> **Extracted records**
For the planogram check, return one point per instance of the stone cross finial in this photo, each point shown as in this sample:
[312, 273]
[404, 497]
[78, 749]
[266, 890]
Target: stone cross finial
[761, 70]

* * *

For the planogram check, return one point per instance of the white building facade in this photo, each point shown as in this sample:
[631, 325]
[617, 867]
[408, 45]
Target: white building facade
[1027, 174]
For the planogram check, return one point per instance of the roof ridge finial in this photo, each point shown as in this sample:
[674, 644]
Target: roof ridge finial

> **Work to complete**
Reproduce the material verbatim from the line with "of the white" to the line with "Target: roof ridge finial", including both of those lines.

> **Response to the task**
For the planogram check, return one point per instance of the white building facade in this photo, each point shown as in this sample:
[631, 325]
[617, 867]
[408, 45]
Target: white building facade
[1027, 174]
For the planogram check, return one point per instance of the roof ridge finial in this photo, each point shown as in this sample:
[674, 644]
Target: roof ridge finial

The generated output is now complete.